> **APPLY WHAT YOU READ**:
a. Copy, word for word, the part of the hospitality market article that opens with the words containing "A step in the" and closes with "for their portfolios.".
b. Proceed with the article on the U.S. hospitality market, writing on from the final sentence shown.

> **GIVEN TEXT**:
* * * * * * *

The U.S. Hospitality Market: 2011 & 2012

A step in the right direction

By Roger G. Hill Chief Executive Officer & Chairman, The Gettys Group Inc. | December 11, 2011

It’s no secret that 2011 was a complex year for the hospitality industry, and you can fully expect that 2012 will be no different. We started this past year with the strongest transaction activity since 2007 and a momentum that inspired both our colleagues and peers with the hope that, after reaching rock bottom, we were once again on the ascent to recovery. Even well into April, we continued to be encouraged by signs of growth.

This early trajectory seen in 2011 was due in large part to properties changing hands, from conversion projects and new branding efforts, to shakeups in management. Real Estate Investment Trusts (REITS) had the upper hand during this time and were busy acquiring hotels for their portfolios.

As many know, there is always ample risk involved with buying a hotel. Frequently, buyers agree to purchase a hotel before even heading to an investment bank and raising the necessary funds that will eventually cover the cost of the deal. If they happen to be a REIT they could then turn around and sell stock at market price, or slightly below, and use these proceeds to buy hotels. Although their shareholders may receive just three or four percent return on the actual investment, they are anxious to accept this deal in today’s low yield investment climate. While we may have seen higher returns just a few short years ago, at present, both our standards and yield scales are much different.

* * * * * * *

> **EXTRACTED INFORMATION**:

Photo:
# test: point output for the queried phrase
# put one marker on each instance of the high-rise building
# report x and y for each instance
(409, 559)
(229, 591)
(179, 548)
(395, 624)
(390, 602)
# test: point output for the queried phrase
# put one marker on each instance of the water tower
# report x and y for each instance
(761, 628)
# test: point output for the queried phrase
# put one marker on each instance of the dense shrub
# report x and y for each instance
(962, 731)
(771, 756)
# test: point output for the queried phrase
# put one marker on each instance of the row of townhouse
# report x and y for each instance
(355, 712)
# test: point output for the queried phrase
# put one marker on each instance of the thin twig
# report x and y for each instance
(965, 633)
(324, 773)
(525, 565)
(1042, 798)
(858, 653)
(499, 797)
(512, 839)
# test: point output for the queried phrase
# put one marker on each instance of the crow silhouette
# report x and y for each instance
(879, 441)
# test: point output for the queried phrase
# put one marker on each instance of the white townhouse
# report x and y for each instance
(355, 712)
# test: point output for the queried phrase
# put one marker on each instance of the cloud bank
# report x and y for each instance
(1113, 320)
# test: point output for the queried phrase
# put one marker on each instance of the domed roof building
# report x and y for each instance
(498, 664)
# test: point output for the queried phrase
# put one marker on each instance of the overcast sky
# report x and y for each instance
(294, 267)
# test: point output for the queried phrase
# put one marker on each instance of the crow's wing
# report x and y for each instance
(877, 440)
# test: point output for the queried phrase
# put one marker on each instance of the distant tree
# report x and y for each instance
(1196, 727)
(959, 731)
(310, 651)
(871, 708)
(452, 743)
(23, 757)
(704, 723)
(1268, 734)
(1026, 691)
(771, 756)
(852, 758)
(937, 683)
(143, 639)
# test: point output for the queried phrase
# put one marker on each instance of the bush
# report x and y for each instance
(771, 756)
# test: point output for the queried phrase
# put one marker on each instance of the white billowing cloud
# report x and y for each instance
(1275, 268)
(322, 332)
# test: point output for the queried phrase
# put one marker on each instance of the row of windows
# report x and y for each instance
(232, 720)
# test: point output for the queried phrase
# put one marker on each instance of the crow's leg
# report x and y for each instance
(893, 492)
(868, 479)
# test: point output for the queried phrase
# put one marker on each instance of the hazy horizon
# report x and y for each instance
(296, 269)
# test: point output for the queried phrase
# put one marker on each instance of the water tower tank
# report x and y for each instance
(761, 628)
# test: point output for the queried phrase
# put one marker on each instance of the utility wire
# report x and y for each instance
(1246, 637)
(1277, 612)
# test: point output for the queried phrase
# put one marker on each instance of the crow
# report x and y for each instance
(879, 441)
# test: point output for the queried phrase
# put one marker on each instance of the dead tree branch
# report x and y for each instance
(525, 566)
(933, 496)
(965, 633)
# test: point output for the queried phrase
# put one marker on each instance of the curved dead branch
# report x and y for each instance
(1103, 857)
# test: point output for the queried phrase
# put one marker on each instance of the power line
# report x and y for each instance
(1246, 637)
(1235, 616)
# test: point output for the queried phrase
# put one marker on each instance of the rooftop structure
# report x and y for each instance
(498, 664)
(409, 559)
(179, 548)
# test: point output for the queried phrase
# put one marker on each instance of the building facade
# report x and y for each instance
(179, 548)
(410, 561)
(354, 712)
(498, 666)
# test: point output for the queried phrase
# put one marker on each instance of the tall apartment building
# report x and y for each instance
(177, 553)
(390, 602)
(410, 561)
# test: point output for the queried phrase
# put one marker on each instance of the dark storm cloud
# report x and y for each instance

* * * * * * *

> **ANSWERS FOR THIS EXERCISE**:
a.
A step in the right direction

By Roger G. Hill Chief Executive Officer & Chairman, The Gettys Group Inc. | December 11, 2011

It’s no secret that 2011 was a complex year for the hospitality industry, and you can fully expect that 2012 will be no different. We started this past year with the strongest transaction activity since 2007 and a momentum that inspired both our colleagues and peers with the hope that, after reaching rock bottom, we were once again on the ascent to recovery. Even well into April, we continued to be encouraged by signs of growth.

This early trajectory seen in 2011 was due in large part to properties changing hands, from conversion projects and new branding efforts, to shakeups in management. Real Estate Investment Trusts (REITS) had the upper hand during this time and were busy acquiring hotels for their portfolios.

b.
In September, I was in Phoenix attending the Lodging Conference where I met with many hospitality industry leaders. The good news is the attendees were feeling optimistic about the coming year’s potential. Many of them, myself included, felt that the hospitality market would continue on a positive trend as evidenced by continued U.S. Revenue per available room (RevPar) growth.

The results of the recent Request For Proposal (RFP) season will serve as a strong indicator for how 2012 booking rates for large groups will shape up. While increasing group sales remains a struggle for many hotels and resorts, there is still clearly a need to continue focusing on these efforts. In this post-ING era, off-site meetings and incentive trips have decreased noticeably, yet organizations still recognize their value for gathering executives together in one place to strategize and plan for the future. From increased team building and creative idea generation to reduced distractions, corporate planners understand the benefits of hosting well-planned off site meetings and will continue to work them into their annual budgets.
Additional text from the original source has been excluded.